● **EXERCISE AIM**
Exactly and only the lines from the one containing "Question. For every instance of the tall" through the close of the entries below are to be set down.

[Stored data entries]
○ ○ ○ ○ ○ ○ ○
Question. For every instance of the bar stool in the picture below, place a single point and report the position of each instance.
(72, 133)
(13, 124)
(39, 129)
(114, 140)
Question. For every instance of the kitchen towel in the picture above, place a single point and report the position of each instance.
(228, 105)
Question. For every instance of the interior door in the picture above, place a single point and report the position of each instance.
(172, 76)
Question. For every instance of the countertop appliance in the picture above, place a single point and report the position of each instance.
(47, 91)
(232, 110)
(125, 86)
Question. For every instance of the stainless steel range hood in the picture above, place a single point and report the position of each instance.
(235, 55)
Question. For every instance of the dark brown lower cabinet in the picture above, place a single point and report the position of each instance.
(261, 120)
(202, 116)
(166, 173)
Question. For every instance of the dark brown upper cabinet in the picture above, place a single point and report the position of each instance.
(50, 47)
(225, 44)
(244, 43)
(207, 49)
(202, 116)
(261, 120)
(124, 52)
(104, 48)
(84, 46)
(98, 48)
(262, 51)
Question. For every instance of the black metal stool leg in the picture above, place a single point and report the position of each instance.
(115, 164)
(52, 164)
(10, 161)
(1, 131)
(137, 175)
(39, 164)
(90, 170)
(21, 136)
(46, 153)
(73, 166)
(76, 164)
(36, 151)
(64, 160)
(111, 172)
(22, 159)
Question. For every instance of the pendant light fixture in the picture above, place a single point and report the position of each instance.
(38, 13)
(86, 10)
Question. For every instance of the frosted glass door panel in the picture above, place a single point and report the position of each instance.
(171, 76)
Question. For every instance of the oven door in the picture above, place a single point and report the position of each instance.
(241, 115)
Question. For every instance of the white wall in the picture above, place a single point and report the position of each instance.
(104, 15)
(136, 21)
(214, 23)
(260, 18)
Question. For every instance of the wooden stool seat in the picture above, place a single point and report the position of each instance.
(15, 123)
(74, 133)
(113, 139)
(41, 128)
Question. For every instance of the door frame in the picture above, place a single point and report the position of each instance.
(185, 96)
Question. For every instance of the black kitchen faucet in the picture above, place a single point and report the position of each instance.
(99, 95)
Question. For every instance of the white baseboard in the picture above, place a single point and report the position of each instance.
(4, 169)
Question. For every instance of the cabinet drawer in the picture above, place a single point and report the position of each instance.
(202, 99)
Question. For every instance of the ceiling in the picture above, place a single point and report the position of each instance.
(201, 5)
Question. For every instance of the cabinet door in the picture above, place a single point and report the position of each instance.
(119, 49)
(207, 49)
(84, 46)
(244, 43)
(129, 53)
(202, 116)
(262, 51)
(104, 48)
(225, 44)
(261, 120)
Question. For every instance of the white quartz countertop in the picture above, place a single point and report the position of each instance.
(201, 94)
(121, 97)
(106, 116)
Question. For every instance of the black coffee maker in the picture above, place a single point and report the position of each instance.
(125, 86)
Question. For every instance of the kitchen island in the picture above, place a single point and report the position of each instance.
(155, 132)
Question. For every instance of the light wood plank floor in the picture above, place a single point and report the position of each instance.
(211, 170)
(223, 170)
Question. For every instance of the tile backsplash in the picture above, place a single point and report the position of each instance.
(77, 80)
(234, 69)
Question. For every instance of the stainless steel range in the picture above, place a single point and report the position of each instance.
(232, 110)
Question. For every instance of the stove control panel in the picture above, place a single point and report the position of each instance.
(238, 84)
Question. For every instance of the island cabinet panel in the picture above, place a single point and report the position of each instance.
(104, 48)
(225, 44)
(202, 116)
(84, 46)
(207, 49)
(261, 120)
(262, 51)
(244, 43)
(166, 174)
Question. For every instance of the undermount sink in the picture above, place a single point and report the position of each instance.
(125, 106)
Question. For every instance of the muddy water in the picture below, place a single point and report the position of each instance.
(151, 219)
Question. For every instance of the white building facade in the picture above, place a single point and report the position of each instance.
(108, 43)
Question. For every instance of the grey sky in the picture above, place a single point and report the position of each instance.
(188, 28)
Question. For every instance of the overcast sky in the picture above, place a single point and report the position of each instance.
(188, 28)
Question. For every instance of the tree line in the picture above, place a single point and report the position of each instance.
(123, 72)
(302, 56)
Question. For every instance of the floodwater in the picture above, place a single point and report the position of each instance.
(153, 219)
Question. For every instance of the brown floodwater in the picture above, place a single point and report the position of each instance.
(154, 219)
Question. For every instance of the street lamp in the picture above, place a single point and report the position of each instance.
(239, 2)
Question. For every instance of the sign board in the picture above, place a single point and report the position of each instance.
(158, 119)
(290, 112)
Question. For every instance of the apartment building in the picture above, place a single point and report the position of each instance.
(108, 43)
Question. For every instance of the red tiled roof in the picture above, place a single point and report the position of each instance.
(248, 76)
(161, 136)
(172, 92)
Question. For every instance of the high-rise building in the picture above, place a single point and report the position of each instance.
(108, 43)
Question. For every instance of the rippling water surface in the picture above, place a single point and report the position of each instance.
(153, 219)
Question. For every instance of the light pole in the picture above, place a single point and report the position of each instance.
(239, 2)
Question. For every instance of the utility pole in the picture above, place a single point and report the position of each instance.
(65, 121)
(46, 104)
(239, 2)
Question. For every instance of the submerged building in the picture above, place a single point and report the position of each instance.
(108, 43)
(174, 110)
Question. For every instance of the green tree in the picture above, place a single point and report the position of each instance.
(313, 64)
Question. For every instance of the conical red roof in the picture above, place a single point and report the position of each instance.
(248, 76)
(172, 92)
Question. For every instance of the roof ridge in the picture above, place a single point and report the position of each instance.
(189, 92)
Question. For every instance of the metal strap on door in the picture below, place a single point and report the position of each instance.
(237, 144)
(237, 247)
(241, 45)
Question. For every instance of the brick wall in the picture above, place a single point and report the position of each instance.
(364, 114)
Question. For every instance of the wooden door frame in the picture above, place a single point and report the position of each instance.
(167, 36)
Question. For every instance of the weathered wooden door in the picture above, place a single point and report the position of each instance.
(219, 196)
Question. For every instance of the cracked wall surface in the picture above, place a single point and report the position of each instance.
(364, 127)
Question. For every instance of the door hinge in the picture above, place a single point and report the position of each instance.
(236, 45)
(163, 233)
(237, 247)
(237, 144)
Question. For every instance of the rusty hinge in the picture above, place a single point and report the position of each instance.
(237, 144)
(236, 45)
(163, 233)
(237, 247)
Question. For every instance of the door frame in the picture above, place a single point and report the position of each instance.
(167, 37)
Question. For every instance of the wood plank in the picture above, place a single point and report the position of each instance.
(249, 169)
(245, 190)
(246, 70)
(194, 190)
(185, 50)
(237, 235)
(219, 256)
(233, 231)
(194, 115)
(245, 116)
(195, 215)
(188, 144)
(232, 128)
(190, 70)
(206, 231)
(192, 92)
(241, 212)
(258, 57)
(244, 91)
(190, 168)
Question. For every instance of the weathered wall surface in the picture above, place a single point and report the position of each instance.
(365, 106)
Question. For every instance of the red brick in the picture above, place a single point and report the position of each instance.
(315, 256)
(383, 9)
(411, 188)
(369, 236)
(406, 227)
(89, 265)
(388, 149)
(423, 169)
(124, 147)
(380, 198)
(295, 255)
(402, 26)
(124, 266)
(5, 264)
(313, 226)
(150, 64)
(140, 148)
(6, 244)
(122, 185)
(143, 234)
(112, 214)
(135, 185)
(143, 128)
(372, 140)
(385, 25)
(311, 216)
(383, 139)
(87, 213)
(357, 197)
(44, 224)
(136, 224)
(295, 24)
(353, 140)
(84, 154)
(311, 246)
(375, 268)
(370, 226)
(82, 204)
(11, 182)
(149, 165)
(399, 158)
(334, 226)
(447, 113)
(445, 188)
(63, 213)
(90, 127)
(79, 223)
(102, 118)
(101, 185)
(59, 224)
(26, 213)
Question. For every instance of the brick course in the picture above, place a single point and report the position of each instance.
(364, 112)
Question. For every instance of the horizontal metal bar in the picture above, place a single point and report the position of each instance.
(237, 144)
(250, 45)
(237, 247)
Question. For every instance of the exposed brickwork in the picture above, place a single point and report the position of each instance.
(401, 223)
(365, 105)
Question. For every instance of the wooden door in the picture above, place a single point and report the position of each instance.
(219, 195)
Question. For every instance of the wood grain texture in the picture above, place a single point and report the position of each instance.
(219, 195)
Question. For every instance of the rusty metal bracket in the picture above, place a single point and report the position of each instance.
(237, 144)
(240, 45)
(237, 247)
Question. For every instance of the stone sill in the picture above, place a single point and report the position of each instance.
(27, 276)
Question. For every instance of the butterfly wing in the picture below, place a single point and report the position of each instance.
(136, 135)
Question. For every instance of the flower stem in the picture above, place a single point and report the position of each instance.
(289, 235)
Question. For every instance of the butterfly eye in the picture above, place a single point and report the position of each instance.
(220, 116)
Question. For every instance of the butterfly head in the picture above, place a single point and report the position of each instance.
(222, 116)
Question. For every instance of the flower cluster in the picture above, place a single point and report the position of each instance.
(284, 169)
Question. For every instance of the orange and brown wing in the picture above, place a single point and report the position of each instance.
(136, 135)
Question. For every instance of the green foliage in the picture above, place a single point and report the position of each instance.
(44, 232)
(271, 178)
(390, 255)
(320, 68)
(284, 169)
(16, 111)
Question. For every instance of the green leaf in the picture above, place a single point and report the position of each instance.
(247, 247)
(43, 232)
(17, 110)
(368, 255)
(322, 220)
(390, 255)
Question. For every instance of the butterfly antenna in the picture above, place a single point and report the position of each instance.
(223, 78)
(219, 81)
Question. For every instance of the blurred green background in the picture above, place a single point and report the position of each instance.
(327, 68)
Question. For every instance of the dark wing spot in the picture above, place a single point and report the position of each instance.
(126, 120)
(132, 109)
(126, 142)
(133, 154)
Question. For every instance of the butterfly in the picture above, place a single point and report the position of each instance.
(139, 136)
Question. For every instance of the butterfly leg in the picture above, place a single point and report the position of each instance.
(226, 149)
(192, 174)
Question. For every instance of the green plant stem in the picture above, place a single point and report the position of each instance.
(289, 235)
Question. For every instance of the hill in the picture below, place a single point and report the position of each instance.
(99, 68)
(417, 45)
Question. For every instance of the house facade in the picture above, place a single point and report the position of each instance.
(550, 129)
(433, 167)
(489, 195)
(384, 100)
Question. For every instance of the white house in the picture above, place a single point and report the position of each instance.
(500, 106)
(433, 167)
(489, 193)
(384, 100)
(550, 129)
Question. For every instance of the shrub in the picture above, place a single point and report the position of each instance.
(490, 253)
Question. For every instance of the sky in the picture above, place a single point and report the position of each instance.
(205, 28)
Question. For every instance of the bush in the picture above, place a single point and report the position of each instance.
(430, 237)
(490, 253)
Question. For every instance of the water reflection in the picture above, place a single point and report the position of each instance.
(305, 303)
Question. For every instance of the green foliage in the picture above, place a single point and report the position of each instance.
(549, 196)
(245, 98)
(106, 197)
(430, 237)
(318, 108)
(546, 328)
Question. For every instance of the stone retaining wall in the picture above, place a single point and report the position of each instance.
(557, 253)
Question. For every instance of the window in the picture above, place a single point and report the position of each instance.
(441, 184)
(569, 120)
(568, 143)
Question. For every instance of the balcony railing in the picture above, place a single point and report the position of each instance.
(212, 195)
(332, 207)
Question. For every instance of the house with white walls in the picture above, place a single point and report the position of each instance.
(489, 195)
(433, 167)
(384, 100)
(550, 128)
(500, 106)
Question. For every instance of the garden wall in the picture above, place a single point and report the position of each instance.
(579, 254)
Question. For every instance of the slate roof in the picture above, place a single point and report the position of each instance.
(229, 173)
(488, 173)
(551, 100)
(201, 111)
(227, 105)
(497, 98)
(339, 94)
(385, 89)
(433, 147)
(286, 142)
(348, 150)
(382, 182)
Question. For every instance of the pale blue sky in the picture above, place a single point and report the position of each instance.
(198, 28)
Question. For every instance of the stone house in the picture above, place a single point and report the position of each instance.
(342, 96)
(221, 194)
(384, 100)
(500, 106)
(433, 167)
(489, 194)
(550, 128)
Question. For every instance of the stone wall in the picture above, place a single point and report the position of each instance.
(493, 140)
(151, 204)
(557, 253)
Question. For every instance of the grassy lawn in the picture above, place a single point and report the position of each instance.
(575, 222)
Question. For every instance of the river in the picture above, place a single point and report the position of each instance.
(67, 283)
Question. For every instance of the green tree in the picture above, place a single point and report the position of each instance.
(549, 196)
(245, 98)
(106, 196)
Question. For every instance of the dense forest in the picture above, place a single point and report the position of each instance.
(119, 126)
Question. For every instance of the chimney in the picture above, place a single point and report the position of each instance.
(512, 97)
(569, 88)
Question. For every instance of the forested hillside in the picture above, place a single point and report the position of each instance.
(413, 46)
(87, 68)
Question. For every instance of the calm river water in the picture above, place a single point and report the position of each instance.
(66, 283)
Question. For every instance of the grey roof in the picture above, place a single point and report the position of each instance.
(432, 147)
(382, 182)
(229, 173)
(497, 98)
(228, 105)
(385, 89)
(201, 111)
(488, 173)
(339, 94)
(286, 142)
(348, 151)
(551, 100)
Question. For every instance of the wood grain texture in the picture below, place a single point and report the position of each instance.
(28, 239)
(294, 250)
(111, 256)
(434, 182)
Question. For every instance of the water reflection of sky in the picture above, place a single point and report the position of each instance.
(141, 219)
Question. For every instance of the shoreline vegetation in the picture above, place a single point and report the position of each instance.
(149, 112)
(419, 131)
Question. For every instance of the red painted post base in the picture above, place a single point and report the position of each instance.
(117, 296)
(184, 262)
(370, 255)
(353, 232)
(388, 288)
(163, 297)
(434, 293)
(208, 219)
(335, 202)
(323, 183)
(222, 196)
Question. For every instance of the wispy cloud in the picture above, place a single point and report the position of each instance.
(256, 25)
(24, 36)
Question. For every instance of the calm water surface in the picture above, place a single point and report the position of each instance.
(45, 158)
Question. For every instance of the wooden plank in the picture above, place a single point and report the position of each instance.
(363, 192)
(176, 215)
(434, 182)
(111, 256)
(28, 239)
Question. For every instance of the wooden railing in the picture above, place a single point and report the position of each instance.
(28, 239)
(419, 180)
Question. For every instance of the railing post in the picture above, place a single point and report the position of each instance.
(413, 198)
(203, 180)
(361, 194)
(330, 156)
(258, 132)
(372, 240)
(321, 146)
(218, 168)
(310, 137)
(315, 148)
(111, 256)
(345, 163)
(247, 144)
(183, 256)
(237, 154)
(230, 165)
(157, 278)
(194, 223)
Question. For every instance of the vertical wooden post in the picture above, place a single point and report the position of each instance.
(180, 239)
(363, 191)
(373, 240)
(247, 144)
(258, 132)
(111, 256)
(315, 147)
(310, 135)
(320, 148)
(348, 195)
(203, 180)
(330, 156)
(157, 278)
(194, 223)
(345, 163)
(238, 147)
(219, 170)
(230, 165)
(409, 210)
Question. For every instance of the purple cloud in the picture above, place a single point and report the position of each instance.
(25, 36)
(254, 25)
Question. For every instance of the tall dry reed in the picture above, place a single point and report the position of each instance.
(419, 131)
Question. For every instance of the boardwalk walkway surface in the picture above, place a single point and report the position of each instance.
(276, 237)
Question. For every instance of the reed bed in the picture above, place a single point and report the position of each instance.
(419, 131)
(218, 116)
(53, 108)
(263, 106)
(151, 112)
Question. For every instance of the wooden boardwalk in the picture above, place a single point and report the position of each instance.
○ ○ ○ ○ ○ ○ ○
● **TASK OUTPUT**
Question. For every instance of the tall dry reed in the picture above, place a single point and report the position of each instance.
(419, 131)
Question. For every instance of the boardwalk walkway surface in the picture above, place a single point and report the position of each instance.
(276, 237)
Question. For every instance of the reed bed in the picture above, place a single point and report the position of each instance.
(419, 131)
(218, 116)
(53, 108)
(263, 106)
(151, 112)
Question. For every instance of the wooden boardwalk in the picture above, place a single point and report the position of each instance.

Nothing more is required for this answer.